━━━━━ TASK DATA

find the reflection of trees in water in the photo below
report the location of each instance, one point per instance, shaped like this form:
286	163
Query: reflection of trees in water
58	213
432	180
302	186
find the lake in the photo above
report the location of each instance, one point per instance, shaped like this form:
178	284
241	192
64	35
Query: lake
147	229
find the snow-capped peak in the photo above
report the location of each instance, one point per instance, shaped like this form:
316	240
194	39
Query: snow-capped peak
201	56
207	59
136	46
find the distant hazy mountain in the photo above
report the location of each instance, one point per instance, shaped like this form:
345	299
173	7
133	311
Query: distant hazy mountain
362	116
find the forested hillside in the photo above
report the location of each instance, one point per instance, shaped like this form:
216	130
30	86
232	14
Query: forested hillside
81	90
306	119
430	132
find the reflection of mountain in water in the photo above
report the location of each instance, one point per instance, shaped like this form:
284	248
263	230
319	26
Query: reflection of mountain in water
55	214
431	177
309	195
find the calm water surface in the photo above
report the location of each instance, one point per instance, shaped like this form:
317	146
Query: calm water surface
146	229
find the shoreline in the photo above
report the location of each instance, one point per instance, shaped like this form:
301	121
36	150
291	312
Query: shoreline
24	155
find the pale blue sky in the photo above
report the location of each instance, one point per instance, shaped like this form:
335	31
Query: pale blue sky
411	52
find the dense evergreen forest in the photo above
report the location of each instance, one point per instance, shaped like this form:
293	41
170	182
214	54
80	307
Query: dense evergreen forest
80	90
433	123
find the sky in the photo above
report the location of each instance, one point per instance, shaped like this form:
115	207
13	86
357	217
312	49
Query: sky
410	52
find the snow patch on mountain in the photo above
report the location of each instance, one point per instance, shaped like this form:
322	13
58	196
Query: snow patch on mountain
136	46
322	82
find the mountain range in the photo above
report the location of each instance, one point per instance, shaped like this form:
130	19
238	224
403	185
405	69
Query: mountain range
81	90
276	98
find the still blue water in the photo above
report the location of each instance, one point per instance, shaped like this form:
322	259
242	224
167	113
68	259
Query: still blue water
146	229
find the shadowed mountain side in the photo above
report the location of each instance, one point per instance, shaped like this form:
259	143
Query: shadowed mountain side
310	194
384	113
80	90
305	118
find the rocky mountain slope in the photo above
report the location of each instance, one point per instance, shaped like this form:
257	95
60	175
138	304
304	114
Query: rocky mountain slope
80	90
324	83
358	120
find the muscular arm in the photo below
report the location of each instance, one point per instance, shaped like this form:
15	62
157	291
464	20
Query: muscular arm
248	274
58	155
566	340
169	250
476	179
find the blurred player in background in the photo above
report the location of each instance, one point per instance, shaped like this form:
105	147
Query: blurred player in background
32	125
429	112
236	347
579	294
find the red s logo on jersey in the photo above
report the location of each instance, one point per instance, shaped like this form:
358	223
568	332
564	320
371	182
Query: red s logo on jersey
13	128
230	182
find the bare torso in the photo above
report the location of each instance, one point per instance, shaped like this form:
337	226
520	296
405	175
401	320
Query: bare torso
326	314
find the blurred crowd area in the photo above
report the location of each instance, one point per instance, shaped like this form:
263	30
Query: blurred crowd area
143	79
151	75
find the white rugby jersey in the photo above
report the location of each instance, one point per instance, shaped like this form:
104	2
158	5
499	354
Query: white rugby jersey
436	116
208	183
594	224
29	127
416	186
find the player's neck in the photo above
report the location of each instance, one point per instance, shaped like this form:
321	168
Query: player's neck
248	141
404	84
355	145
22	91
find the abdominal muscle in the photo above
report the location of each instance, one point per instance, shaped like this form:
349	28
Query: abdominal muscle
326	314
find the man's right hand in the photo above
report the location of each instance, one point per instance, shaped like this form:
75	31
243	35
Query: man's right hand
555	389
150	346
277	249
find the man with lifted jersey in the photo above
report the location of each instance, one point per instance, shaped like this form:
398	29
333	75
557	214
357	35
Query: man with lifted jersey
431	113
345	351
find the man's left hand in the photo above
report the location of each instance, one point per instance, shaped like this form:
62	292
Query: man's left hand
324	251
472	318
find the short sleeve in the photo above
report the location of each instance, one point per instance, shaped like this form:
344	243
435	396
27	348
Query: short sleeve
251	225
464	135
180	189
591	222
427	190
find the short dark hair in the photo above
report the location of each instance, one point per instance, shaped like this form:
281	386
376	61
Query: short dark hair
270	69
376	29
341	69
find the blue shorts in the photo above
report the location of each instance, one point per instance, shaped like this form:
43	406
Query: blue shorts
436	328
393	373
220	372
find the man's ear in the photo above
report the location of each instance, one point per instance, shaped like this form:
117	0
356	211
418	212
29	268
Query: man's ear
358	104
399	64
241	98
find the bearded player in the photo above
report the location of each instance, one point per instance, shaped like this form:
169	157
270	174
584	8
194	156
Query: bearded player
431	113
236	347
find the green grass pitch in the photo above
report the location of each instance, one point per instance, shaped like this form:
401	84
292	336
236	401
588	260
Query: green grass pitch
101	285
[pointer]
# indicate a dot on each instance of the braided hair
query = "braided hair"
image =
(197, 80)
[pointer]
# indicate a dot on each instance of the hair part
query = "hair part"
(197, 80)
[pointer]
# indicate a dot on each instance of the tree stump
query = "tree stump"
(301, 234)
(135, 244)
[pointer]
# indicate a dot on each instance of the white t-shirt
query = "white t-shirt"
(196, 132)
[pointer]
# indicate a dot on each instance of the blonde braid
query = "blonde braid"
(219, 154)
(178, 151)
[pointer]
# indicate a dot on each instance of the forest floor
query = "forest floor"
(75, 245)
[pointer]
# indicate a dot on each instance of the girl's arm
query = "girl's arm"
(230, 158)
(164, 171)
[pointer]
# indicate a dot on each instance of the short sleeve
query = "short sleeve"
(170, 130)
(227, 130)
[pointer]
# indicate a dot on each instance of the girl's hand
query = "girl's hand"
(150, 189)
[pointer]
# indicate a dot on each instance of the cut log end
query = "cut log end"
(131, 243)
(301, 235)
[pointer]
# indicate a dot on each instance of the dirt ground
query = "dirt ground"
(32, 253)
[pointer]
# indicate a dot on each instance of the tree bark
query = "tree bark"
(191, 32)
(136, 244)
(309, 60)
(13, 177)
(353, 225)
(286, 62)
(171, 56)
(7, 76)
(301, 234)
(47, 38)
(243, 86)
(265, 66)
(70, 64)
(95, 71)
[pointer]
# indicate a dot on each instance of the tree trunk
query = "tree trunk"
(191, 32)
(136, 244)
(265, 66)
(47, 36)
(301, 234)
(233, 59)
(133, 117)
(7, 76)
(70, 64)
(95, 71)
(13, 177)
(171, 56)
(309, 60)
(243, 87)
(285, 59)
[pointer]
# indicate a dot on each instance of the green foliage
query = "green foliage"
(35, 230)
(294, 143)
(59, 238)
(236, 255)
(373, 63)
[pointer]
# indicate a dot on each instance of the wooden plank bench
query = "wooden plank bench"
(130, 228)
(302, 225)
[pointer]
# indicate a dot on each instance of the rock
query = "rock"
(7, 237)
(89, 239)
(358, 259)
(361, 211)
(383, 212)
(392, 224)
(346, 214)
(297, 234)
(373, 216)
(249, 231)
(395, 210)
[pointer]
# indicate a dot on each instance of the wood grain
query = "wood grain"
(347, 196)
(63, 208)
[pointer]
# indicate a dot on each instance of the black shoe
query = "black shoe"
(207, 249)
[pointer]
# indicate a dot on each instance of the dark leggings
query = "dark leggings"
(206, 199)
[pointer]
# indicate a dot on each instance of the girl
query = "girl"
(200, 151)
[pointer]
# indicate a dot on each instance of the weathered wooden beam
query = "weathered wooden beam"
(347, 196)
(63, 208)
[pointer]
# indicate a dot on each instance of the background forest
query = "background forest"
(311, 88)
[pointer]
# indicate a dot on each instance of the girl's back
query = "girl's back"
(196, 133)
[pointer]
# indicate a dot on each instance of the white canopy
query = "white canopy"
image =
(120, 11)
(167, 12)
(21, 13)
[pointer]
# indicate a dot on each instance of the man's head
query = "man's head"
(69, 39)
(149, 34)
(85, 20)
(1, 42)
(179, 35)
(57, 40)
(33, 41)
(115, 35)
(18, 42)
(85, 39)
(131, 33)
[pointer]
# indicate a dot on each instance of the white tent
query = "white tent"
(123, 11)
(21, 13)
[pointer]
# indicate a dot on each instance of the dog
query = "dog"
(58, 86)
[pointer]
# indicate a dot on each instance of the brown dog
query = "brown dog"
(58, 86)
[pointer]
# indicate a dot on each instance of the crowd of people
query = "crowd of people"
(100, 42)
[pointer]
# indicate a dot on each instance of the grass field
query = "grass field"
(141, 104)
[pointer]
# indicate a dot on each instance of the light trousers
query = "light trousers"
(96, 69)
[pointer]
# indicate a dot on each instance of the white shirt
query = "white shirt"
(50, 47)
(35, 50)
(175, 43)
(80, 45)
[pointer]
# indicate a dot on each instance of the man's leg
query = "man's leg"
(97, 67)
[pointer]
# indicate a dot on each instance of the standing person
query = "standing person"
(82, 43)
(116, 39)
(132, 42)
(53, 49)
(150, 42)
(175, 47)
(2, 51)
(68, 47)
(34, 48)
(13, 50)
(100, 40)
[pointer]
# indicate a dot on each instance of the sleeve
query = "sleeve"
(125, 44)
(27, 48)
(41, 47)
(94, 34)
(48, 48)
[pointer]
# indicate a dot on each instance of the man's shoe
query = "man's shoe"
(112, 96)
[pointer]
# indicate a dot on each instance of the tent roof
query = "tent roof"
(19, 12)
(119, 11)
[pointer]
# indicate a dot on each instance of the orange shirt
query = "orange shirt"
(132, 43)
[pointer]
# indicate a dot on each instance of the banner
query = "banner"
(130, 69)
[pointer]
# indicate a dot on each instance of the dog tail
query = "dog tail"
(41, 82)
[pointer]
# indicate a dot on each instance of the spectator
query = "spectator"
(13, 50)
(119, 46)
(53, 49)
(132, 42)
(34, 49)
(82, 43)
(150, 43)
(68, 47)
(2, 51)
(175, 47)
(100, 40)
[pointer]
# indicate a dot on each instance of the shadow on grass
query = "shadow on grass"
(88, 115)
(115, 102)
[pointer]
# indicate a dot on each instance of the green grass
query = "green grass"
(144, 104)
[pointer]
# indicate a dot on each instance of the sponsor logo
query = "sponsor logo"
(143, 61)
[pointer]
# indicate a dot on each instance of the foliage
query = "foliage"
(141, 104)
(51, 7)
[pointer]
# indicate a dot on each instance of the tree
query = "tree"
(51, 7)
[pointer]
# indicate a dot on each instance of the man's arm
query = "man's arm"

━━━━━━━━━━

EXERCISE DETAILS ▸ Copy out all the lines of the records that include "below".

WORKED SOLUTION ▸
find the reflection of trees in water in the photo below
find the muscular arm in the photo below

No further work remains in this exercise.